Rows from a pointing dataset

___

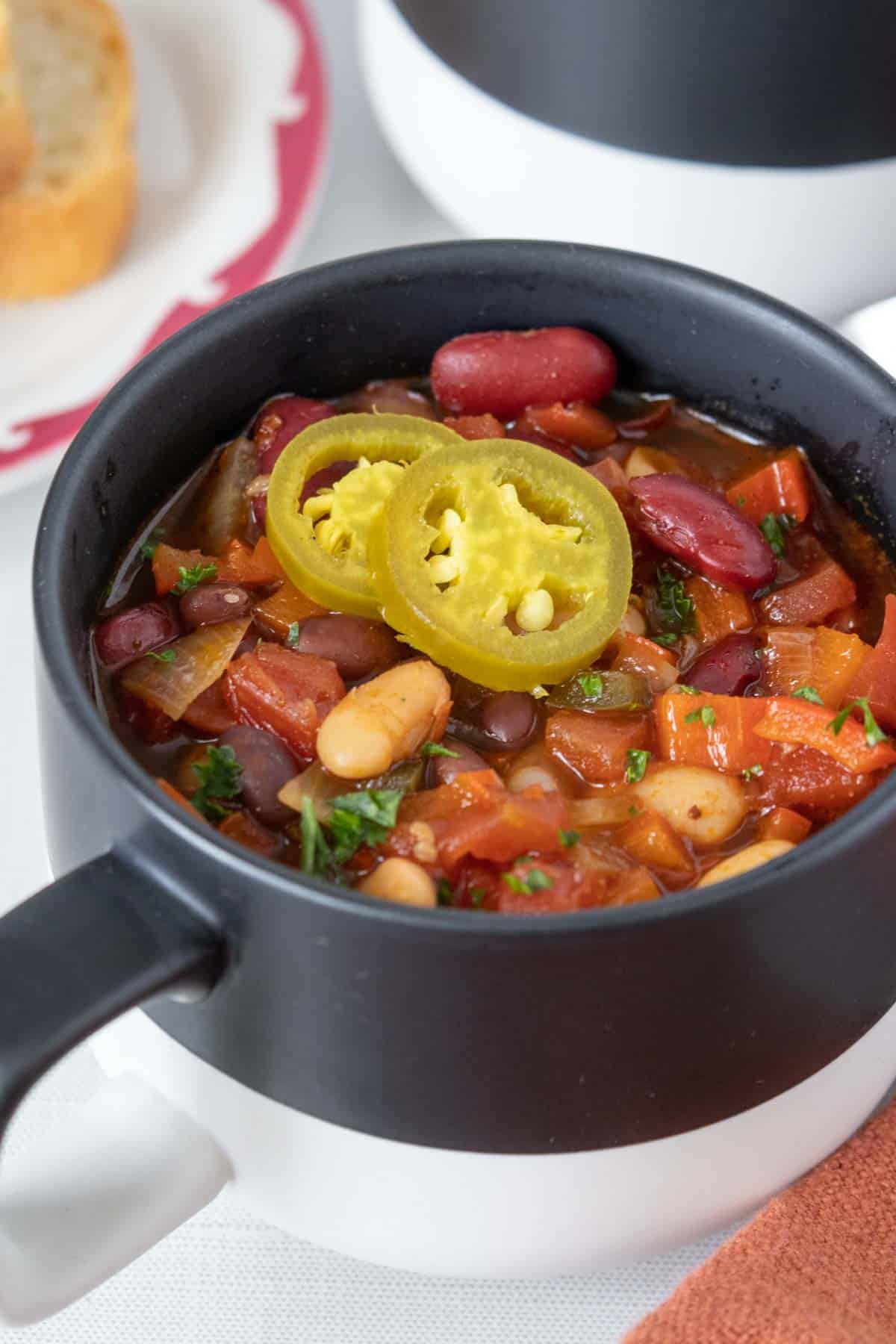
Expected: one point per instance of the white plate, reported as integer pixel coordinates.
(231, 139)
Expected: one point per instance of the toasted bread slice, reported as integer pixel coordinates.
(16, 144)
(63, 225)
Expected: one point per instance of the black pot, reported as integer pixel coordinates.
(448, 1030)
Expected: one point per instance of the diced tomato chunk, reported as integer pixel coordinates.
(783, 824)
(176, 796)
(812, 598)
(597, 745)
(649, 839)
(709, 730)
(876, 678)
(240, 564)
(477, 816)
(718, 612)
(285, 692)
(801, 724)
(781, 487)
(476, 426)
(803, 779)
(815, 656)
(637, 653)
(168, 561)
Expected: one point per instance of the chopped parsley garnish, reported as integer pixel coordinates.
(444, 893)
(358, 819)
(528, 883)
(218, 779)
(635, 765)
(437, 749)
(591, 685)
(874, 732)
(773, 527)
(675, 608)
(193, 578)
(149, 546)
(363, 818)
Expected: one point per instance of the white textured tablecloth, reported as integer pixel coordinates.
(226, 1278)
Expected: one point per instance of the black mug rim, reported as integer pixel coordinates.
(810, 856)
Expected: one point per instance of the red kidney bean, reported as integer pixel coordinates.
(504, 373)
(391, 396)
(280, 421)
(508, 718)
(644, 425)
(727, 668)
(129, 635)
(356, 645)
(703, 530)
(324, 479)
(267, 766)
(210, 604)
(149, 725)
(444, 769)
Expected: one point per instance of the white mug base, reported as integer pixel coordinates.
(482, 1216)
(818, 238)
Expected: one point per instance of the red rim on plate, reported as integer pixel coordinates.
(300, 158)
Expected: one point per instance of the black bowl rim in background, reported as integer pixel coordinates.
(390, 267)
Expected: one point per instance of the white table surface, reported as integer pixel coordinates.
(226, 1278)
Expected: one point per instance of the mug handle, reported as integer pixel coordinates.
(84, 951)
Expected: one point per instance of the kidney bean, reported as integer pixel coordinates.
(267, 766)
(504, 373)
(576, 423)
(444, 769)
(644, 425)
(324, 479)
(210, 604)
(391, 396)
(508, 718)
(727, 668)
(129, 635)
(356, 645)
(280, 421)
(703, 530)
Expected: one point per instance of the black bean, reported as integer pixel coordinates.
(210, 604)
(267, 765)
(508, 718)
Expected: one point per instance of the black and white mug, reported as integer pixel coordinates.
(448, 1092)
(754, 139)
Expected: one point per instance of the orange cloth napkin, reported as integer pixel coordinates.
(817, 1266)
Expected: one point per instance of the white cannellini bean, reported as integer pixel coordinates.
(399, 880)
(385, 721)
(754, 855)
(697, 803)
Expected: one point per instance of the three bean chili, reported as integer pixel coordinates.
(630, 652)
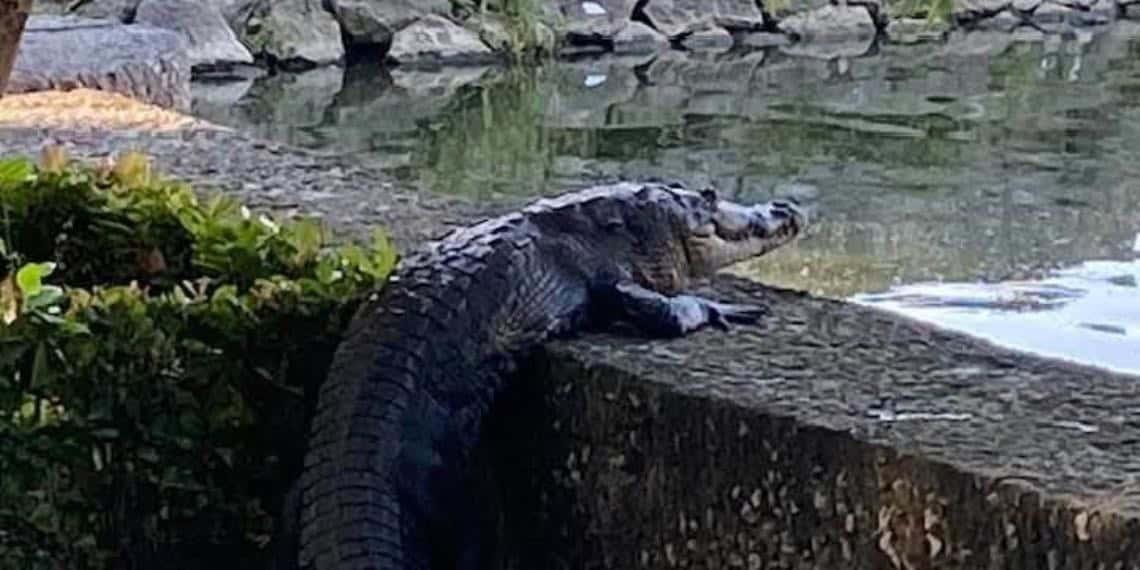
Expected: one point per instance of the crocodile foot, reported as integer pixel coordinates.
(675, 316)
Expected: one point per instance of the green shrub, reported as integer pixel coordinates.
(155, 356)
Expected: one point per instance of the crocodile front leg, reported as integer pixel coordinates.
(675, 316)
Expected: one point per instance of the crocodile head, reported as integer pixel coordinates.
(717, 233)
(707, 234)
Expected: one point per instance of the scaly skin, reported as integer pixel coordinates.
(388, 471)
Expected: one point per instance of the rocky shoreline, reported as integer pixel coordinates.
(244, 35)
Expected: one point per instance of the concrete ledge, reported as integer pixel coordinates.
(763, 448)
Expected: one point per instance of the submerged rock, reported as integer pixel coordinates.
(65, 53)
(438, 40)
(210, 39)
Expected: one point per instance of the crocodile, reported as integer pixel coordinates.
(387, 481)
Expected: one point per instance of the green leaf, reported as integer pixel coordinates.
(30, 277)
(15, 171)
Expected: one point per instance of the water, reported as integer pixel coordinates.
(990, 184)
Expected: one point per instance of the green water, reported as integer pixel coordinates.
(988, 159)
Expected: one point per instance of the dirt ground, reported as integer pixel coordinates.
(87, 108)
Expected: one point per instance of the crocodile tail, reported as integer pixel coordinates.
(351, 515)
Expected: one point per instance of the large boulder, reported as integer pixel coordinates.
(143, 62)
(123, 10)
(211, 41)
(436, 40)
(293, 34)
(637, 38)
(831, 24)
(585, 21)
(677, 18)
(375, 22)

___

GIVEN PROBLEM: Beginning at the line with "Expected: one point per instance of the orange", reproduce each line exactly through the last line of the records above, with pictures left out.

TASK RESPONSE:
Expected: one point per instance of the orange cloth napkin, reported as integer pixel coordinates.
(817, 1266)
Expected: one point per instance of the white cannellini bean, reported as integer pixel coordinates.
(399, 880)
(385, 721)
(754, 855)
(697, 803)
Expected: one point per instance of the three bean chili, reported as integer pixel coordinates.
(630, 652)
Expected: one point per instance of the crocodile foot, reported as integer pixel coordinates.
(675, 316)
Expected: one point per instance of the green shrub, reported as integer pixel coordinates.
(155, 356)
Expected: one point per instance of the crocodile front leg, reported as integer pixel coordinates.
(675, 316)
Expected: one point per instance of the crocodile head, reported as integer pixel coordinates.
(717, 233)
(707, 234)
Expected: one point per instance of the scaly skin, reported as integer pixel coordinates.
(388, 471)
Expected: one point per instance of the rocky shoreline, reported as integer pixel coordinates.
(244, 35)
Expected: one point per instance of the concrete ledge, reported as integer pixel coordinates.
(763, 448)
Expected: one point per instance of the submerged rock, reported as integer pixel coordinates.
(65, 53)
(438, 40)
(210, 39)
Expected: one point per instance of the crocodile, reported as integer pixel coordinates.
(387, 481)
Expected: one point per instance of the green leaf, reported as integer pixel coordinates.
(30, 277)
(15, 171)
Expected: one point per instance of the water, reported as integer pixel coordinates.
(990, 184)
Expected: one point per instance of the green water, reported as integer pixel coordinates.
(988, 159)
Expected: one point per instance of the dirt ground, reported as integer pixel coordinates.
(87, 108)
Expected: one point per instance of the crocodile tail, reported as integer pixel coordinates.
(351, 515)
Expected: one point per instance of the large boulder, reported as integer pixel coordinates.
(143, 62)
(123, 10)
(211, 41)
(436, 40)
(293, 34)
(637, 38)
(831, 24)
(585, 21)
(677, 18)
(375, 22)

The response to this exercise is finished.